--- WHAT IS NEEDED ---
Starting at the line that contains "the beige wall", transcribe every remaining line of the entries exactly, including the last one.
<<<<
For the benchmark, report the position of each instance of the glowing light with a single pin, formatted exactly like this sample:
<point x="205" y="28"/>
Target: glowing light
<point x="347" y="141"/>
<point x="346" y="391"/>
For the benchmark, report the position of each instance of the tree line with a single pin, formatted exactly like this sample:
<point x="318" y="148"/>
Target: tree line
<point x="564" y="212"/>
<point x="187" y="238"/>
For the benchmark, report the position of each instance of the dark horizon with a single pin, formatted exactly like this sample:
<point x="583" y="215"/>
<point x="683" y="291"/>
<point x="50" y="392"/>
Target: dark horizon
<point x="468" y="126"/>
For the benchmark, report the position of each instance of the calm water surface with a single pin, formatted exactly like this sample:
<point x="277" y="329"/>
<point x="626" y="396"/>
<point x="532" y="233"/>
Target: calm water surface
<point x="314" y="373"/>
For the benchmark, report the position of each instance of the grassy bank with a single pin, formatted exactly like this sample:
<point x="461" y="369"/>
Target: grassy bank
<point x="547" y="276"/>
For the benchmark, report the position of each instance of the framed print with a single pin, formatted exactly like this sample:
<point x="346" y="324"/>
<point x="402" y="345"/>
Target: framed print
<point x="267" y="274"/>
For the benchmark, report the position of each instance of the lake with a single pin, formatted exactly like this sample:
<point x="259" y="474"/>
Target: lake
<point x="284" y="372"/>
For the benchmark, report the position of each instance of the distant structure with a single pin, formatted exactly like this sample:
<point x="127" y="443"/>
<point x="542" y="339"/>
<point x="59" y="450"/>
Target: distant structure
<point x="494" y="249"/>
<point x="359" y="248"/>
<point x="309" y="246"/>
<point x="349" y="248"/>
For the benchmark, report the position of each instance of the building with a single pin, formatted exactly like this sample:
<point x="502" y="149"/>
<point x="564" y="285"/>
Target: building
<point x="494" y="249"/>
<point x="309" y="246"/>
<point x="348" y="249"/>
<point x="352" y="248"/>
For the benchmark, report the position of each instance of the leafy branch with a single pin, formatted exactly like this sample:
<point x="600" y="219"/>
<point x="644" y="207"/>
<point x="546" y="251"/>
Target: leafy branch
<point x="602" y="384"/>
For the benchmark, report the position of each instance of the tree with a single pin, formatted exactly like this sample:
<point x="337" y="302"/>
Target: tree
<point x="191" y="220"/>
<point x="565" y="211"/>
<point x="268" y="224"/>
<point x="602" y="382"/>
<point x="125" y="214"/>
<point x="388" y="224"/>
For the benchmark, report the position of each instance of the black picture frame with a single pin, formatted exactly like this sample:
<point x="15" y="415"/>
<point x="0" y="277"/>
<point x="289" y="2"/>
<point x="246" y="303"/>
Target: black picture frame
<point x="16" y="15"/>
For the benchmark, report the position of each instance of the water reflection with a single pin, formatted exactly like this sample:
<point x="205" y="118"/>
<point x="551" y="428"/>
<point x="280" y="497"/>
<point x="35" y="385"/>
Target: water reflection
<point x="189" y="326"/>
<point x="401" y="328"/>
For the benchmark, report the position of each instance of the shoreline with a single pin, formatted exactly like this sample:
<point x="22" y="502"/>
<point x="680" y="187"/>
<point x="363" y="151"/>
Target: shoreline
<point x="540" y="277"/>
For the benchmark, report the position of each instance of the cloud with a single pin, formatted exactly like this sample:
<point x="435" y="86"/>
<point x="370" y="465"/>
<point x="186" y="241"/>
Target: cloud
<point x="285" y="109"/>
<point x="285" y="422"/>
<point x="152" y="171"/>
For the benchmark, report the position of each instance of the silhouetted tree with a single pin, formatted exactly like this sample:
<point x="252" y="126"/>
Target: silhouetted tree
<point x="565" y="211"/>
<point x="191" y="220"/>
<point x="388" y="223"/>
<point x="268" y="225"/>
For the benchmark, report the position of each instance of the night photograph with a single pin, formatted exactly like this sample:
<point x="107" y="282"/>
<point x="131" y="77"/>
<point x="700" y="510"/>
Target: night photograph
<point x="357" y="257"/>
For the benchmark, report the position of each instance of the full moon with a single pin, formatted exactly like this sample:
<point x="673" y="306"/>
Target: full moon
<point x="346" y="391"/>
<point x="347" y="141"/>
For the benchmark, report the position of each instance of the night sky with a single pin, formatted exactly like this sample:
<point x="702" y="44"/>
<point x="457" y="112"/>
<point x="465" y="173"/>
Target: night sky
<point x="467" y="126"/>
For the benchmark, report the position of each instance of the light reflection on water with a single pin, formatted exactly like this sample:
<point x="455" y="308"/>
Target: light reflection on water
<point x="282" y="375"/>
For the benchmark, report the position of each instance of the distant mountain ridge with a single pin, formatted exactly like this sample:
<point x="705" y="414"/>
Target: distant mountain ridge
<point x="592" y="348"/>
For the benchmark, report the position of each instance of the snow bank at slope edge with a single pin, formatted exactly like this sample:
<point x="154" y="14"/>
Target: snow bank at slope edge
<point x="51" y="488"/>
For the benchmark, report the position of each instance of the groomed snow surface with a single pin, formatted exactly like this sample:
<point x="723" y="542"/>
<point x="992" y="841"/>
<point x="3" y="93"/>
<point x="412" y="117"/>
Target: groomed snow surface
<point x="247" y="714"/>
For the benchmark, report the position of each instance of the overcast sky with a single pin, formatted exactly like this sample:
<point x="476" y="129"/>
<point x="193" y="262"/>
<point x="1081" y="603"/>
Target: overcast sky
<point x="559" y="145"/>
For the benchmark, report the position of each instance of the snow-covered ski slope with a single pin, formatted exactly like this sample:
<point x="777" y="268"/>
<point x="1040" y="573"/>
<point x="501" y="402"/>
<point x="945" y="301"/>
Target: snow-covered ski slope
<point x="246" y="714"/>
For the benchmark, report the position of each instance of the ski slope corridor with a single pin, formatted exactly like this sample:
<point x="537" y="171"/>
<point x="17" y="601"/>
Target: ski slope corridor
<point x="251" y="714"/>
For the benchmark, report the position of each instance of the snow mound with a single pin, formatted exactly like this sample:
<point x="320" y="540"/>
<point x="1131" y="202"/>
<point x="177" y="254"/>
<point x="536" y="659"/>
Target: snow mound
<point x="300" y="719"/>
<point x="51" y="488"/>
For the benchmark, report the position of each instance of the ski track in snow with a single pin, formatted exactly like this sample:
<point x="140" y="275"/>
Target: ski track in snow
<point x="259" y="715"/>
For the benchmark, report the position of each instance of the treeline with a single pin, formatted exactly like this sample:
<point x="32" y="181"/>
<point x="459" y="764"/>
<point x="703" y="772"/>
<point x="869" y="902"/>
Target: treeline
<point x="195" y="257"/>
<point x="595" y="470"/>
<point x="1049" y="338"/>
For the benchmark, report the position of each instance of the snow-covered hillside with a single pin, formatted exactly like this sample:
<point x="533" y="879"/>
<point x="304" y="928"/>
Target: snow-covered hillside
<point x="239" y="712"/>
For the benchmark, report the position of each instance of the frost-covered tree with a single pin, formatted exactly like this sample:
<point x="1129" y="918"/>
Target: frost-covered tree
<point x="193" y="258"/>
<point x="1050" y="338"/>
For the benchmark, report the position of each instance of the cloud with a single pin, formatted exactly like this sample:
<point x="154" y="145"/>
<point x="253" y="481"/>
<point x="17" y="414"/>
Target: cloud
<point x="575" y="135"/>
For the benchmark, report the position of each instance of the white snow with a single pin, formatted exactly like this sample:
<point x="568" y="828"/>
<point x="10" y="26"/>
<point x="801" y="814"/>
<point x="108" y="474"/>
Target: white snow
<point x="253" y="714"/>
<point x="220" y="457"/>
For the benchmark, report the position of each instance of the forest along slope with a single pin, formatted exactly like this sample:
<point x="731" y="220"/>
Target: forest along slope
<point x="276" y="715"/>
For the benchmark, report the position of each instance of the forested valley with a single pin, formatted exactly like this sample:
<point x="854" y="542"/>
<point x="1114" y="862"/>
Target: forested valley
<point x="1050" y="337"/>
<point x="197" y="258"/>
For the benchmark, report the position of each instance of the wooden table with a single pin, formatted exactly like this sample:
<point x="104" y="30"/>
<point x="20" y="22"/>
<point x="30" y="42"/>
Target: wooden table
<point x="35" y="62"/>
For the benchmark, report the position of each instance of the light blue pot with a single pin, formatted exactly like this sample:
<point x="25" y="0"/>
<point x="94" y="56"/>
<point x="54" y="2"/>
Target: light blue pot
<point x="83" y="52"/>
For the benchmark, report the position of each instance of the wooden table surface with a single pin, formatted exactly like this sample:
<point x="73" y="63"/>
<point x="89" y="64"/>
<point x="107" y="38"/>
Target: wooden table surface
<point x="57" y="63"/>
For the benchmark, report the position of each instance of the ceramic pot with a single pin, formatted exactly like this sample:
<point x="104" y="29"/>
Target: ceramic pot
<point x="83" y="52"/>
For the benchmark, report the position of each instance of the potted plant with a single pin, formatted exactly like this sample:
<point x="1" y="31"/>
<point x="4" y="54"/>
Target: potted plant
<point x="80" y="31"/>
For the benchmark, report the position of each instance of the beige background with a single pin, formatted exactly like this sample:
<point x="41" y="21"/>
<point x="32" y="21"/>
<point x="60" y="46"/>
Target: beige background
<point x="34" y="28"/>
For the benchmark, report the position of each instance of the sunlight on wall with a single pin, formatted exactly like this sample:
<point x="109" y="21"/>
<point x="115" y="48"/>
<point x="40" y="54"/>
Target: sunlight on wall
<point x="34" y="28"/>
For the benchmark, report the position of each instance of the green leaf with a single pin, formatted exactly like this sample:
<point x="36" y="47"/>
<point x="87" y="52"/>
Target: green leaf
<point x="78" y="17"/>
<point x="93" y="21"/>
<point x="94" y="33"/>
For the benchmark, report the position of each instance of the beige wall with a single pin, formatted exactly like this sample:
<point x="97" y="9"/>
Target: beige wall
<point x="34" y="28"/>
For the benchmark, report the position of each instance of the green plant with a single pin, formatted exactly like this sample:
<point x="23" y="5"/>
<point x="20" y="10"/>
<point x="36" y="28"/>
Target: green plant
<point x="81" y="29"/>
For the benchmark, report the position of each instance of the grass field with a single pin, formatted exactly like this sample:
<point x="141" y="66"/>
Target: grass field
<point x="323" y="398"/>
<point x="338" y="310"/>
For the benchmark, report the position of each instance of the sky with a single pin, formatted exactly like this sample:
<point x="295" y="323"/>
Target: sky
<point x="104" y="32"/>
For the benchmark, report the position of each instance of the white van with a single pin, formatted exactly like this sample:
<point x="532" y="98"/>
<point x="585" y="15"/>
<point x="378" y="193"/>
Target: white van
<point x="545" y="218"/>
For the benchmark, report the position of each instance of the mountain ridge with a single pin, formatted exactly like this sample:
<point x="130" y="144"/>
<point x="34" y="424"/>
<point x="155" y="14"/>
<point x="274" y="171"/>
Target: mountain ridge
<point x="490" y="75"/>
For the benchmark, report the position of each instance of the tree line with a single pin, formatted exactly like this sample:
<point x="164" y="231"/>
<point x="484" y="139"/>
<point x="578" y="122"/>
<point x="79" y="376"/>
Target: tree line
>>>>
--- OUTPUT ---
For the benchmark, report the position of each instance of the beige wall with a single pin, formatted exactly like this sample:
<point x="97" y="9"/>
Target: beige wall
<point x="34" y="28"/>
For the benchmark, report the position of each instance of the green plant with a single pin, formatted exactly like this sample:
<point x="23" y="5"/>
<point x="20" y="10"/>
<point x="36" y="28"/>
Target: green plant
<point x="81" y="29"/>
For the benchmark, report the position of each instance of the grass field with a single pin, formatted exactly like this sample:
<point x="141" y="66"/>
Target: grass field
<point x="323" y="398"/>
<point x="338" y="310"/>
For the benchmark, report the position of each instance of the sky with a single pin, formatted exactly like this sample:
<point x="295" y="323"/>
Target: sky
<point x="104" y="32"/>
For the benchmark, report the position of each instance of the white van with a single pin, formatted exactly like this sample:
<point x="532" y="98"/>
<point x="585" y="15"/>
<point x="378" y="193"/>
Target: white van
<point x="545" y="218"/>
For the benchmark, report the position of each instance of the mountain ridge with a single pin, formatted exactly like this sample:
<point x="130" y="144"/>
<point x="34" y="424"/>
<point x="155" y="14"/>
<point x="274" y="171"/>
Target: mountain ridge
<point x="490" y="75"/>
For the benchmark, report the position of each instance of the tree line with a single pin, formatted exactly like this sample:
<point x="164" y="231"/>
<point x="484" y="139"/>
<point x="578" y="122"/>
<point x="79" y="376"/>
Target: tree line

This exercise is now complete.